* Exercise aim *
Please go line by line through the material and copy each one containing the word "green".

• • • •

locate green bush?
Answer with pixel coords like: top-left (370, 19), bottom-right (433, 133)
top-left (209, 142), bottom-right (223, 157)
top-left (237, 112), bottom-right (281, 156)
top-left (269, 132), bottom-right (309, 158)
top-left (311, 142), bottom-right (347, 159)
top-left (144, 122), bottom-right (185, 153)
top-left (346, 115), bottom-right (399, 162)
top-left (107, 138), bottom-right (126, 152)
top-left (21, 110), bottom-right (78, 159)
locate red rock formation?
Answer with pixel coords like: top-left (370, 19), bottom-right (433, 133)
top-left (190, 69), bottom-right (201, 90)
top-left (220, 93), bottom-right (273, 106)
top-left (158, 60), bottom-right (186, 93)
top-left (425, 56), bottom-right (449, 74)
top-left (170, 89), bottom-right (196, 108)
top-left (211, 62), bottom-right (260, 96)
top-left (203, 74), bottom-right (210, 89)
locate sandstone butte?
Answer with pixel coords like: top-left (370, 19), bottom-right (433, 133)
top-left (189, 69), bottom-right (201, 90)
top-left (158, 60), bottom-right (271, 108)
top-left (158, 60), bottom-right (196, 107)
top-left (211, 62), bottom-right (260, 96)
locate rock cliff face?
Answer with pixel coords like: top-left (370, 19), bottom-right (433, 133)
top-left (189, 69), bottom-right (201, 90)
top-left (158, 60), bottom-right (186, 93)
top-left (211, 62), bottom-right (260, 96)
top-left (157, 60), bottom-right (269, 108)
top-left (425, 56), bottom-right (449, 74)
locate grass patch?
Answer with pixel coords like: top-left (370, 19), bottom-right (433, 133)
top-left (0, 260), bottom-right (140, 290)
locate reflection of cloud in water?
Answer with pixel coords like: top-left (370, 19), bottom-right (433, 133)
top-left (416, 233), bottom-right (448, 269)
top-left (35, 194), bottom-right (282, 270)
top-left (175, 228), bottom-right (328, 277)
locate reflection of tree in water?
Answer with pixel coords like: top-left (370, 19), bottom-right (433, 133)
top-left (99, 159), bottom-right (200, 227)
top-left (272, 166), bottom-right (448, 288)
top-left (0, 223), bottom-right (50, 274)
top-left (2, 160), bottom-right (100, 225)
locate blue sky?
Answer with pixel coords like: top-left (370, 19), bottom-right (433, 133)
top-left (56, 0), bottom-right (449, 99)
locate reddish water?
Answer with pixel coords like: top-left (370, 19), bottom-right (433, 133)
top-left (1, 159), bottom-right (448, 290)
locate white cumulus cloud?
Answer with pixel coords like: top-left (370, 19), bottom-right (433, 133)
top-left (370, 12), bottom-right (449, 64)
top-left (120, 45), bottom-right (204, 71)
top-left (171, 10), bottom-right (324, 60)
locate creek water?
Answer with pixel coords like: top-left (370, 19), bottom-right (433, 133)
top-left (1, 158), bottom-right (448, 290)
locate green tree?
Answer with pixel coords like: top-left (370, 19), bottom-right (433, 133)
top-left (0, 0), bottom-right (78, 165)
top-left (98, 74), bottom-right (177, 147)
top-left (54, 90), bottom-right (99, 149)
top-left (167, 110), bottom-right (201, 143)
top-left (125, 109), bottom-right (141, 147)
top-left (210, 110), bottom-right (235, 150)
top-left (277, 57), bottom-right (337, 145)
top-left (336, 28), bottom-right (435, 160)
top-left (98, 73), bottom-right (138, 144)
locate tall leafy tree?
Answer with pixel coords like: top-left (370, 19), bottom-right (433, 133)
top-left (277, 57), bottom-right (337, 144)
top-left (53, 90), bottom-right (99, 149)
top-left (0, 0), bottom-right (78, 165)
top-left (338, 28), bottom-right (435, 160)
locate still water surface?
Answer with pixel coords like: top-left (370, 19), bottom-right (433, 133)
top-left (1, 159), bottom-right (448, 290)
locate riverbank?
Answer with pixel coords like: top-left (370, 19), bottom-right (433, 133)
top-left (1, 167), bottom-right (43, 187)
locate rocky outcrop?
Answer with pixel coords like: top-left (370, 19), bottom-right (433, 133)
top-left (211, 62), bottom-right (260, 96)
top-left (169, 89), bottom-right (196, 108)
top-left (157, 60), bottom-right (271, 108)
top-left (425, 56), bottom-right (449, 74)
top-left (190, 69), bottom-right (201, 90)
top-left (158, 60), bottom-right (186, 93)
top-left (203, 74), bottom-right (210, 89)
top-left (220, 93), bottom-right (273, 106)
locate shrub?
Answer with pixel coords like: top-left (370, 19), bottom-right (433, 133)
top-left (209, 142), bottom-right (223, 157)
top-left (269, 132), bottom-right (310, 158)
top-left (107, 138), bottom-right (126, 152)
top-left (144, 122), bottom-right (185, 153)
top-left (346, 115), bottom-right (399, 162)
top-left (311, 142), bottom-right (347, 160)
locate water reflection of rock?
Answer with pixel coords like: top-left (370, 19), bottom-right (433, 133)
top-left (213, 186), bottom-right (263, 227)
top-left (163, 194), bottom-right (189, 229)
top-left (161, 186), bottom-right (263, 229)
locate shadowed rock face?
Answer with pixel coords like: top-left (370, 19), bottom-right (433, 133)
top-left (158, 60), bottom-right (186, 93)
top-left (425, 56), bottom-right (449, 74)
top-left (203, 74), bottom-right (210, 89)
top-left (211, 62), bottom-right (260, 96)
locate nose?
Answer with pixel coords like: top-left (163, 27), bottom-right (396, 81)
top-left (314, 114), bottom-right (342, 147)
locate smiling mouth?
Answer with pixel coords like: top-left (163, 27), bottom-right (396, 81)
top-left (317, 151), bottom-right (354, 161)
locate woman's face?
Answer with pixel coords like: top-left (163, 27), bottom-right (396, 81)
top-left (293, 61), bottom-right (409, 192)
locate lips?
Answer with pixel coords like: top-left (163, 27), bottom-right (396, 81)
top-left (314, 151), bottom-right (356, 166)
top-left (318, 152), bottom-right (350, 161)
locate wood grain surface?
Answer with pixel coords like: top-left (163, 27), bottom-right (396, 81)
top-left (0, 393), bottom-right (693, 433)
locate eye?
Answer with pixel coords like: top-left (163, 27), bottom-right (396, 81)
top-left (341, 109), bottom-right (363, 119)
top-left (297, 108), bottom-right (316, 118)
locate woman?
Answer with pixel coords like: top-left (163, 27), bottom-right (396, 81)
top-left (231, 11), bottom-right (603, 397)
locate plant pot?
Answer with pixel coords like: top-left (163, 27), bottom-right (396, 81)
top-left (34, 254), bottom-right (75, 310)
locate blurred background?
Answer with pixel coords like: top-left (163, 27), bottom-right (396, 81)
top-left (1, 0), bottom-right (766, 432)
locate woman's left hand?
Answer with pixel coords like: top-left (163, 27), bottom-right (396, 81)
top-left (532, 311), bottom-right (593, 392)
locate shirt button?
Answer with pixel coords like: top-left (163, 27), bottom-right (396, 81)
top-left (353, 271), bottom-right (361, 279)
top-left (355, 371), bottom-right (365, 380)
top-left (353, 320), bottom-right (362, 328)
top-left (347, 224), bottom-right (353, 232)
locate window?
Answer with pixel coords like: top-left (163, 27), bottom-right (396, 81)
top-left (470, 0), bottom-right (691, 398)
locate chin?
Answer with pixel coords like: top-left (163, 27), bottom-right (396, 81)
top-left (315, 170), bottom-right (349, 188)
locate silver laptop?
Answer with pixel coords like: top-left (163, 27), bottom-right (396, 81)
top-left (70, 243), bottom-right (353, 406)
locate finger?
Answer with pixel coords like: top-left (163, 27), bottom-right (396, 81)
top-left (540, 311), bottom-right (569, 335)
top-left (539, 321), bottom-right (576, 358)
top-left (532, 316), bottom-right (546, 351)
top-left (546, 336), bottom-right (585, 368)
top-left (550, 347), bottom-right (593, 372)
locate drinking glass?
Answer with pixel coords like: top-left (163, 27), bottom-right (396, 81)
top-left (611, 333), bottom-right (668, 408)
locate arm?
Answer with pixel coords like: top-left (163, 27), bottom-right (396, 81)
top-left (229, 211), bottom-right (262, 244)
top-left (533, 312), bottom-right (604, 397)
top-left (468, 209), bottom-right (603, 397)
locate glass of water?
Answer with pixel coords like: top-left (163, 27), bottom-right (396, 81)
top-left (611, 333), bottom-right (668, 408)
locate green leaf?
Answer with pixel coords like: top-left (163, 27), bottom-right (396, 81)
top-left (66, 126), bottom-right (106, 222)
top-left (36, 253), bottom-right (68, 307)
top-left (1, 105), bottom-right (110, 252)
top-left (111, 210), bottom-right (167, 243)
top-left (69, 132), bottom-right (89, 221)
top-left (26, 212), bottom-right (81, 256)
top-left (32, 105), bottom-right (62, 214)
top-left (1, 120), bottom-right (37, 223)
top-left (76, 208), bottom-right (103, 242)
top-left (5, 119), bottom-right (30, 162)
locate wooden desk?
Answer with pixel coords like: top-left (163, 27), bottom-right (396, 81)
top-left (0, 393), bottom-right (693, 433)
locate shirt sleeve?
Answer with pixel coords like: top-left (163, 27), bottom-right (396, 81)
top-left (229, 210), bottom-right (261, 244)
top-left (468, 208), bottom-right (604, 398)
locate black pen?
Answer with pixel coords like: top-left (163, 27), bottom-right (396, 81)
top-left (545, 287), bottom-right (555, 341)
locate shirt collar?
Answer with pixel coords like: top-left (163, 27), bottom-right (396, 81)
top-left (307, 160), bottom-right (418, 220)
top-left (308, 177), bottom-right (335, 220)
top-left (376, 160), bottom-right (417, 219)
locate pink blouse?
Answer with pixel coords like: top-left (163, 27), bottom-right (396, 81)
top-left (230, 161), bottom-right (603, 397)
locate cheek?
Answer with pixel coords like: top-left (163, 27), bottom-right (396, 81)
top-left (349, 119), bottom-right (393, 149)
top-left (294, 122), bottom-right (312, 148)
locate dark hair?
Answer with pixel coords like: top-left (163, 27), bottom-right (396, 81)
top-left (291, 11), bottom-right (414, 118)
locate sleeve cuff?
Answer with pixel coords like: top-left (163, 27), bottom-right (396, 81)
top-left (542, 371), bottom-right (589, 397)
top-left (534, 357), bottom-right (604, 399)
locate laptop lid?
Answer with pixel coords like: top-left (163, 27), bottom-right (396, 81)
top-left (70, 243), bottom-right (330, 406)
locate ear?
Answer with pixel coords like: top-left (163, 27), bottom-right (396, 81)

• • • •

* Response box *
locate green bush?
locate green tree?
locate green leaf?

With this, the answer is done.